▶ _Instructions for the task_
Copy each of the following entries back without change.

- - -

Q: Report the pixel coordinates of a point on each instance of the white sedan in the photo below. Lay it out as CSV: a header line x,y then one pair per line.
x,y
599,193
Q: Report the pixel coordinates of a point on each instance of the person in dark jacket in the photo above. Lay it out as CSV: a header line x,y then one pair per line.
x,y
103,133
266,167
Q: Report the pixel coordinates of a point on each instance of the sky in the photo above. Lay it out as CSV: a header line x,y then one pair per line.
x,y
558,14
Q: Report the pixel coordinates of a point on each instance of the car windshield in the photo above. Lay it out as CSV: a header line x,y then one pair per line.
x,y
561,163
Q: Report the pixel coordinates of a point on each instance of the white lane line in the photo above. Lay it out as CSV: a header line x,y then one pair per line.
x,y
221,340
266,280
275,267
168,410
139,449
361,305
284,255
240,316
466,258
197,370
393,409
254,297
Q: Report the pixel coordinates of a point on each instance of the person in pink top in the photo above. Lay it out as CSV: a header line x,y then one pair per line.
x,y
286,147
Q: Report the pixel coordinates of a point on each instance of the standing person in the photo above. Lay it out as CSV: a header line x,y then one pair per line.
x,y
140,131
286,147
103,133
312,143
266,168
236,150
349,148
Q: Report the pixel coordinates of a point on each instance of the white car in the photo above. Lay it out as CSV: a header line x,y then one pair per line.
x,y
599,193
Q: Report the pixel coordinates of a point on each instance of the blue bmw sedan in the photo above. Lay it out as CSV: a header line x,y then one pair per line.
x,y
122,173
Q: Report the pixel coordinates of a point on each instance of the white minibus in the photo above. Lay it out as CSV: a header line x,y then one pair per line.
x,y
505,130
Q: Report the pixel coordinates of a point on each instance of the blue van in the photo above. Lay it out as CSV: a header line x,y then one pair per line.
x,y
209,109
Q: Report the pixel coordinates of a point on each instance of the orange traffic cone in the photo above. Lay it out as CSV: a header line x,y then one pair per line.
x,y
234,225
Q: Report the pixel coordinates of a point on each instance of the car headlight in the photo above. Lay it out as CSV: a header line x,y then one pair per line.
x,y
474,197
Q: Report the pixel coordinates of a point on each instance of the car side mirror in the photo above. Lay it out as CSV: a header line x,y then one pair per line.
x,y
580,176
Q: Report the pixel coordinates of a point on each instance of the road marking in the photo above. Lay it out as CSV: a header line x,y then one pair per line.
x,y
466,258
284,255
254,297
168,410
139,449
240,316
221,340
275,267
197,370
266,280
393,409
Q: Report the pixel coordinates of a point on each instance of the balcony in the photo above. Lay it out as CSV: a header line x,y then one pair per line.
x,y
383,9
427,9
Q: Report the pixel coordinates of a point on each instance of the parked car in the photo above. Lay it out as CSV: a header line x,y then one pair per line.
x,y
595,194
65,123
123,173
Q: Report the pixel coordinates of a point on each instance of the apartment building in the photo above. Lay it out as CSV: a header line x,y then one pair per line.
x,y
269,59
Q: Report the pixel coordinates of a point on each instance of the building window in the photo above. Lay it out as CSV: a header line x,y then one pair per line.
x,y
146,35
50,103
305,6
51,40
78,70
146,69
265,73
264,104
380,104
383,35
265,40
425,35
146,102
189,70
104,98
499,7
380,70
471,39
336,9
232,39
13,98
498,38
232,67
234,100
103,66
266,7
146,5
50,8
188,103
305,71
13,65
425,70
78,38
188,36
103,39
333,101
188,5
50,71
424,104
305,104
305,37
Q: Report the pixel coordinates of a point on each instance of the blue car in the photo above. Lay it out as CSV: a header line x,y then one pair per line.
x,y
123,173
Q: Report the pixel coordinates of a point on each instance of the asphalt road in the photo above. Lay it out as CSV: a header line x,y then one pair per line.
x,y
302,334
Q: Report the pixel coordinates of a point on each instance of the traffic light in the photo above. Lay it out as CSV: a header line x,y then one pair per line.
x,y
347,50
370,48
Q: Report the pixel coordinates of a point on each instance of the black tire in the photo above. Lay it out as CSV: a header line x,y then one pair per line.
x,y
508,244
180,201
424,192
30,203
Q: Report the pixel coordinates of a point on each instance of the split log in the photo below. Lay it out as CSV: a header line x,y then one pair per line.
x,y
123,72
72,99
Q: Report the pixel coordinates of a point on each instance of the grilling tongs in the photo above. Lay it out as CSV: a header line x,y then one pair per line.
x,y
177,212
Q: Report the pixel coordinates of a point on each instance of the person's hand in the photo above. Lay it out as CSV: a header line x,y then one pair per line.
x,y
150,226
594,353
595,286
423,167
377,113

- - -

▶ _Answer box_
Q: Report the pixel coordinates of a point on each instance of the white sedan in the photo below. Lay it out as CSV: a header line x,y then one pair per line.
x,y
599,193
Q: Report the pixel coordinates of a point on each instance of the person in dark jacket in the photo above. Lay it out as CSV: a header line x,y then one pair per line.
x,y
103,133
266,167
Q: Report the pixel coordinates of a point on each instance of the sky in the photo above. Lay it out as CSV: a header line x,y then one pair per line.
x,y
558,14
Q: Report the pixel coordinates of a point on each instance of the car windshield in the photo above. Lay it out as CSV: a header line x,y then one pair per line.
x,y
561,163
Q: Report the pixel coordinates of a point on each instance of the white lane line in the photo above. Lay it out as CSV: a header line x,y then one pair per line.
x,y
221,340
266,280
275,267
168,410
139,449
361,305
284,255
240,316
466,258
197,370
393,409
254,297
Q: Report the pixel coordinates of a point on each instance of the person in pink top in the photo above. Lay it out as CSV: a header line x,y then one pair per line.
x,y
286,147
Q: Report the pixel coordinates of a point on each instance of the standing person in the photo above. Lay it out as CSV: a header line x,y then one pair per line.
x,y
140,131
286,147
103,133
312,143
266,168
236,150
349,148
Q: Report the pixel coordinates of a point on each instance of the white car in the photo above. Lay it out as CSV: a header line x,y then one pair per line.
x,y
599,193
Q: Report the pixel coordinates of a point on each instance of the blue bmw sedan in the photo above. Lay it out as CSV: a header line x,y then one pair per line.
x,y
122,173
Q: Report the pixel coordinates of a point on each instance of the white minibus in the photo above. Lay it out as CSV: a header line x,y then one pair per line.
x,y
505,130
Q: Report the pixel coordinates of a point on each instance of the blue van in the photo above. Lay it out as CSV: a header line x,y then one pair per line.
x,y
209,109
Q: Report the pixel coordinates of a point on each instance of the orange traffic cone in the photo above. Lay it out as CSV: a header line x,y then one pair per line.
x,y
234,225
Q: Report the pixel coordinates of a point on each instance of the car headlight in the photo above. Lay it out as CSV: a header line x,y then one pair per line.
x,y
474,197
Q: Report the pixel coordinates of a point on each instance of the car side mirror in the photo above. Lay it out as CSV: a header line x,y then one pair per line.
x,y
580,176
Q: Report the pixel coordinates of a point on each instance of the road marking in the photo above. Lay it out as CSV: a header line x,y then one pair per line.
x,y
466,258
284,255
254,297
168,410
139,449
240,316
221,340
275,267
197,370
266,280
393,409
Q: Report the pixel coordinates of a point on each instance of the balcony in the photo above. Lay it out as CSV: a header line x,y then one pair per line.
x,y
383,9
427,9
Q: Report the pixel coordinates of a point on each instance of the parked car in the photo above. Lay it out as CSV: a header line x,y then one pair per line.
x,y
595,194
65,123
123,173
Q: Report the pixel coordinates of a point on each instance of the apartment building in the photo above. Lay it out as CSV: a header line x,y then one pair per line.
x,y
269,59
Q: Report the pixel coordinates of a point on each instance of the building window in the photo above. Lay it out as CSV: a header line x,y then one pair per line.
x,y
146,35
50,103
305,6
51,40
78,70
146,69
265,73
264,104
380,104
383,35
265,40
425,35
146,102
189,70
104,98
499,7
380,70
471,39
336,9
232,39
13,98
498,38
232,67
234,100
103,66
266,7
146,5
50,8
188,103
305,71
13,65
425,70
78,38
188,36
103,39
333,101
188,5
50,71
424,104
305,104
305,37
Q: Report the pixel coordinates of a point on each instance of the blue car in the photo above. Lay it out as CSV: a header line x,y then one pair per line.
x,y
123,173
Q: Report the pixel coordinates of a point on each instance of the asphalt road in the photo above. Lay it out as CSV: a header line x,y then one pair per line.
x,y
302,334
Q: Report the pixel coordinates of a point on each instance of the traffic light in the photo above. Lay it out as CSV: a header line x,y then one pair per line.
x,y
347,50
370,48
Q: Report the pixel coordinates of a point on each instance of the black tire in the photo above. Lay it out as CSV: a header line x,y then one pair per line.
x,y
508,244
180,201
424,192
30,203
Q: Report the pixel coordinates of a point on each instance of the split log in the photo below. Lay it out as CSV: a header line x,y then one pair per line.
x,y
123,72
72,99
Q: Report the pixel coordinates of a point on each instance of the grilling tongs in the photo above. Lay it out as CSV: a header line x,y then one pair per line.
x,y
177,212
Q: Report the pixel coordinates of a point on each instance of the person's hand in the photo above. Lay it out as CSV: a header line x,y then one pair per line.
x,y
150,226
594,353
595,286
423,167
377,113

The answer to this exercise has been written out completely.